Using the data beneath this instruction, retype only the lines from the one that contains "# for every instance of the young boy, drop" down to the one that contains "# for every instance of the woman's lips, drop", both included, exactly as they appear.

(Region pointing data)
━━━━━━━━
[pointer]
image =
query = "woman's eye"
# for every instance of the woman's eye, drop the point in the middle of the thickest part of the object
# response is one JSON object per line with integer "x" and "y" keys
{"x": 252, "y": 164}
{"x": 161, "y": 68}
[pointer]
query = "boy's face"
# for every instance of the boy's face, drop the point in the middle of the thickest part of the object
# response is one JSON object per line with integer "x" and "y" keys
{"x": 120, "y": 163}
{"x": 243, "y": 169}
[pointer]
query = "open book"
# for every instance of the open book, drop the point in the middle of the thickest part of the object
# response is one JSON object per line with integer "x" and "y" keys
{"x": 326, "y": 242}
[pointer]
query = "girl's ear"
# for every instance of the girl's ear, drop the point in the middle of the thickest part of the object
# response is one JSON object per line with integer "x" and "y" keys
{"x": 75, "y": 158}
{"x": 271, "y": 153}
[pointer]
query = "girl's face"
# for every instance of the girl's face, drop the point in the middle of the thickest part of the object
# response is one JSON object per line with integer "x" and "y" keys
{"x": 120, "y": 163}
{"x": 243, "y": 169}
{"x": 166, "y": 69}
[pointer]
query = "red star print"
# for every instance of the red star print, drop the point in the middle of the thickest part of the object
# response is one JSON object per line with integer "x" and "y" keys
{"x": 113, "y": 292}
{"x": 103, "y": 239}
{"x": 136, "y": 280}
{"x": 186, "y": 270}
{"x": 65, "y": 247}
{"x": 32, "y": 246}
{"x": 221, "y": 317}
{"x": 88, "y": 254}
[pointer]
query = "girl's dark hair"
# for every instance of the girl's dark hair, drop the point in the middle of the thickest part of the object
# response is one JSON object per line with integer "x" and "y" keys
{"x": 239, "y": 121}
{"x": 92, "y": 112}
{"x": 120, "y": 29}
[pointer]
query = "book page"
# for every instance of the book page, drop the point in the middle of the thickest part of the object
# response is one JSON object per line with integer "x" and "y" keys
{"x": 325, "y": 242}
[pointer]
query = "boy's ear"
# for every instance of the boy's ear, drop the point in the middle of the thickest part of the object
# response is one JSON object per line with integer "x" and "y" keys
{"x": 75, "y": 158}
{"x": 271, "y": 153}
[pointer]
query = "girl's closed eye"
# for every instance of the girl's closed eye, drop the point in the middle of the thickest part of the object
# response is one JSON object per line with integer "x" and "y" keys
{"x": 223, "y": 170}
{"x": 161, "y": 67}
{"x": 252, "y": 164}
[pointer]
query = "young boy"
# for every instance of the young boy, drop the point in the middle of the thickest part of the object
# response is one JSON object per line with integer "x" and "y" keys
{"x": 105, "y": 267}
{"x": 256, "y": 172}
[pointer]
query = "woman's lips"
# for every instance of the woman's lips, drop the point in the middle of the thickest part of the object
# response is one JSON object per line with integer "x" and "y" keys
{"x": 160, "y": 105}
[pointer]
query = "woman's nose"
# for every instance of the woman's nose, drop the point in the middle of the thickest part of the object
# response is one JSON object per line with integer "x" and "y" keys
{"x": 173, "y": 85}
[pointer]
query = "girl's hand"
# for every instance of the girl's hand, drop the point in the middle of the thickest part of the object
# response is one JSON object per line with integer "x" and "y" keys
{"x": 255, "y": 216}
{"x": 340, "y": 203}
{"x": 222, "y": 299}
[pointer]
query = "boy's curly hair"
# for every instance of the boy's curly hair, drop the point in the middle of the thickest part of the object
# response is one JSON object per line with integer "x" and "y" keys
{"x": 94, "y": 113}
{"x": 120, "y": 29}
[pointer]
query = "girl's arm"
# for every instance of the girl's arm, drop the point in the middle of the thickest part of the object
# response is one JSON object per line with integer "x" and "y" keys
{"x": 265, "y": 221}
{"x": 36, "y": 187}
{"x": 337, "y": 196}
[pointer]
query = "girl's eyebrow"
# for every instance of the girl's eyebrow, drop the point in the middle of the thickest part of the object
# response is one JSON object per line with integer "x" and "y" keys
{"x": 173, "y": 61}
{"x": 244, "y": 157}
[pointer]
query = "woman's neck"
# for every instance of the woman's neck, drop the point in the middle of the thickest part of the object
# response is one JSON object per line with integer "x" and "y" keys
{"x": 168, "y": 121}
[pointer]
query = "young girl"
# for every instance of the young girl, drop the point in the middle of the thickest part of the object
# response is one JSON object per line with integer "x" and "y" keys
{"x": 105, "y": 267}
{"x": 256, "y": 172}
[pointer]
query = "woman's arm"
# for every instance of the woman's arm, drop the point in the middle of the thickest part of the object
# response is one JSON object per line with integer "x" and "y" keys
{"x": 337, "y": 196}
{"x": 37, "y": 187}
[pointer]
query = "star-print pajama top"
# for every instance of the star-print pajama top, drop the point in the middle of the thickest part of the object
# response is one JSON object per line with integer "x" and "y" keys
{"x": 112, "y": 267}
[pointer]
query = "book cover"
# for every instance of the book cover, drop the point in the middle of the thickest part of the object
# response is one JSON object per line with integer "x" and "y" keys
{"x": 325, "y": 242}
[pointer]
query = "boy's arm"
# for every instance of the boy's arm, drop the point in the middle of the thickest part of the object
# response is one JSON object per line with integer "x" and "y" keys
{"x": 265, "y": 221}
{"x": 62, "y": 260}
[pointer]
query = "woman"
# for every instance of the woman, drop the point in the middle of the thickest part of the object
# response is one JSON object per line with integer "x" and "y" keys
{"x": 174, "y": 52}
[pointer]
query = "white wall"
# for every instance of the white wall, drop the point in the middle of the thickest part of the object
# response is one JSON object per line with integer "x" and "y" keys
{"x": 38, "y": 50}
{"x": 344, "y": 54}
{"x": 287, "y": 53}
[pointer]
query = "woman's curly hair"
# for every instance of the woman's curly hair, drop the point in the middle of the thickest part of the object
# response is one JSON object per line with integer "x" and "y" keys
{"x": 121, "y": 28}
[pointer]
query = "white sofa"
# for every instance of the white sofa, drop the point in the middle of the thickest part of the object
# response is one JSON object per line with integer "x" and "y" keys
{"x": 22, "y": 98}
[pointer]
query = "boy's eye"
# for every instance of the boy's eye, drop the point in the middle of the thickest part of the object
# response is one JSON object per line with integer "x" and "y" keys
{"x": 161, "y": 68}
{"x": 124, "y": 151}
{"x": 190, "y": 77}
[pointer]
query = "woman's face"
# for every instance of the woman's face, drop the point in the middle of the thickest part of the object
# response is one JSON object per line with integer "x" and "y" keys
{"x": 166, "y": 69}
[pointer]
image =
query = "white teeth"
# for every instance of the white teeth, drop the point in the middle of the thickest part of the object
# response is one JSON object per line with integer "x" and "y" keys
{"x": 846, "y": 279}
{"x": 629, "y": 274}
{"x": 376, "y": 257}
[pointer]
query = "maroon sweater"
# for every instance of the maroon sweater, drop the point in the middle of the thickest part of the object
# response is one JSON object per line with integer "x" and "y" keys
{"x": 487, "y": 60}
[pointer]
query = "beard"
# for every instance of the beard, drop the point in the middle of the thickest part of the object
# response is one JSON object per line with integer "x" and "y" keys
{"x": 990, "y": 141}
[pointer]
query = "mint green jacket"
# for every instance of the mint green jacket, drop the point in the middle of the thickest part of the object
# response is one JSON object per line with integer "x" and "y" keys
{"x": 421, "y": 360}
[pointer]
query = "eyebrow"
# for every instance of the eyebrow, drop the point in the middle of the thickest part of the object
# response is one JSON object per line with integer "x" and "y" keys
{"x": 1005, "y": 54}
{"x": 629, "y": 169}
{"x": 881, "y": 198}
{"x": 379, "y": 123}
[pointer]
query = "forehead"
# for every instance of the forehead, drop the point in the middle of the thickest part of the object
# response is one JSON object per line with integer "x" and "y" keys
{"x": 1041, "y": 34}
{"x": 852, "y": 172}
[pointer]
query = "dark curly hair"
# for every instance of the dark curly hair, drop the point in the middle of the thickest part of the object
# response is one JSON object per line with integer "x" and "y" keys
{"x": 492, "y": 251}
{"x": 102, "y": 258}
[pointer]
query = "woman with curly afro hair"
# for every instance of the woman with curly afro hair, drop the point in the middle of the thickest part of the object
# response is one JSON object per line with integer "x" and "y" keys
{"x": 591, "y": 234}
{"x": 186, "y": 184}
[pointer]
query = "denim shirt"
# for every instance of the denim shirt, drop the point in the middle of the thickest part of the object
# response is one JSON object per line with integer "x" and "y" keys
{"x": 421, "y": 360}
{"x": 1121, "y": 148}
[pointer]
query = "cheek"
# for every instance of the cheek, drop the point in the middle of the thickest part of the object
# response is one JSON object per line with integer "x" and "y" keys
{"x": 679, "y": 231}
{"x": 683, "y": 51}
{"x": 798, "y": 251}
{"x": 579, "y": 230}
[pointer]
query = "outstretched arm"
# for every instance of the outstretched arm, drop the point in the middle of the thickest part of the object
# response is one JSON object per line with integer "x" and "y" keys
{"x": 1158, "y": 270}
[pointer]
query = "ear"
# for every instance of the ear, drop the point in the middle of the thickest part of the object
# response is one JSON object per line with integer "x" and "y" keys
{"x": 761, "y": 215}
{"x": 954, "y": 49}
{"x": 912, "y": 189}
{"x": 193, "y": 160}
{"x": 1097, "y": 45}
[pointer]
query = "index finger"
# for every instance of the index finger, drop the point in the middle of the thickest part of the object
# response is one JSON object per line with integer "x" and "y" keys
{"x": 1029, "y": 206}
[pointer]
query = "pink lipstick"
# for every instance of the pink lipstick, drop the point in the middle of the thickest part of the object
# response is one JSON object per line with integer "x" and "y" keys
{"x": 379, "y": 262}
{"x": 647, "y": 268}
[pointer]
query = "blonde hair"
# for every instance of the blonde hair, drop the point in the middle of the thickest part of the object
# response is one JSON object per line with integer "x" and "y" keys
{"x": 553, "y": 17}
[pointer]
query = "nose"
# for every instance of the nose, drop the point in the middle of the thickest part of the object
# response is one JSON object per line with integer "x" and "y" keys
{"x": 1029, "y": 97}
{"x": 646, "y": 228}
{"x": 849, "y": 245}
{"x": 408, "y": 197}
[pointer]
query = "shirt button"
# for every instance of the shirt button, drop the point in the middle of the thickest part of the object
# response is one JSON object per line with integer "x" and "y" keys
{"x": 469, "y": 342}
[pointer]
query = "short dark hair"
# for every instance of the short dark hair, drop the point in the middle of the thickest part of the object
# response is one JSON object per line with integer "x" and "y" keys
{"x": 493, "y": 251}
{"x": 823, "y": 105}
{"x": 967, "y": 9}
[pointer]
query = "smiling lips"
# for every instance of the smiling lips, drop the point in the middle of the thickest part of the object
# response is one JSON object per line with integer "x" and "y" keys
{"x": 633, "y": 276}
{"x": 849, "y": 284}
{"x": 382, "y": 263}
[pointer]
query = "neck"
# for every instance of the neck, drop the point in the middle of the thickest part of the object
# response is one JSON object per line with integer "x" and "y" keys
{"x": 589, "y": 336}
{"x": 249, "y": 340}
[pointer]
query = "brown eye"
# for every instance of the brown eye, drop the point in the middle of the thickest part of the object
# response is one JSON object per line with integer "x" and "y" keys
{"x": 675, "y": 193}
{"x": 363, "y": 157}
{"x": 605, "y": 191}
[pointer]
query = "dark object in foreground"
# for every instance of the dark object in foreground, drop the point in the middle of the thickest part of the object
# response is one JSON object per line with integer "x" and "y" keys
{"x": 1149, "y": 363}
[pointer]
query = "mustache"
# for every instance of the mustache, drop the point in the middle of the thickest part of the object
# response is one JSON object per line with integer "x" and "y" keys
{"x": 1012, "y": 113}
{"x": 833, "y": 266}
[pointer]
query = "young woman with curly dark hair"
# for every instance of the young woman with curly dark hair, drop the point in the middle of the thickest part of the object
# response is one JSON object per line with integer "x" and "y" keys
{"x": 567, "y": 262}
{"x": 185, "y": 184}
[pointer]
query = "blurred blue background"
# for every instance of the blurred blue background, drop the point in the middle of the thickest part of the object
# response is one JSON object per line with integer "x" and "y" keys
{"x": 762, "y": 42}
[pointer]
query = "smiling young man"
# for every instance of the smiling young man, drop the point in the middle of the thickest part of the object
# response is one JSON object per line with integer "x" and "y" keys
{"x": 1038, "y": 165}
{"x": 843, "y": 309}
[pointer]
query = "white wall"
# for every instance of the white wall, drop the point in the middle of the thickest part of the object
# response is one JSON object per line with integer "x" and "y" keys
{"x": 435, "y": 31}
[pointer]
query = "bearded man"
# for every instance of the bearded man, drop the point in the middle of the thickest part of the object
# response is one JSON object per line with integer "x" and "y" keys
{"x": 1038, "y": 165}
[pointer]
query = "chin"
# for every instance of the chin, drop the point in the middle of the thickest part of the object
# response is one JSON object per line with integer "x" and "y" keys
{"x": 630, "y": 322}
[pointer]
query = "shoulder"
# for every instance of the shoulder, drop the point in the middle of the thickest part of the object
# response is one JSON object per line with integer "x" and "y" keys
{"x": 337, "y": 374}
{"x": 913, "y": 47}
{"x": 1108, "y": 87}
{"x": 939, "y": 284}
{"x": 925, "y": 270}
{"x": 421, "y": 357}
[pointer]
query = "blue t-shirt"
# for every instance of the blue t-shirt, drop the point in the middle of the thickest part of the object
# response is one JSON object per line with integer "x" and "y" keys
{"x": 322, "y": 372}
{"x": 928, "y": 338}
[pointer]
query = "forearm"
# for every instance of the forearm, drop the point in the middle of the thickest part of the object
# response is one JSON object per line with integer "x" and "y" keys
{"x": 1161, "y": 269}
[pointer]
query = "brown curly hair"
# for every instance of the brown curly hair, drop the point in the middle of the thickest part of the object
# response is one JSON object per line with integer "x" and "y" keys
━━━━━━━━
* TASK RESPONSE:
# for every instance of the young boy, drop the point in the middle of the thickest part of the object
# response is one JSON object per line with integer "x" and "y" keys
{"x": 105, "y": 267}
{"x": 256, "y": 172}
[pointer]
query = "woman's lips"
# for every instance of the woman's lips, drop the point in the middle of the thickest part of the object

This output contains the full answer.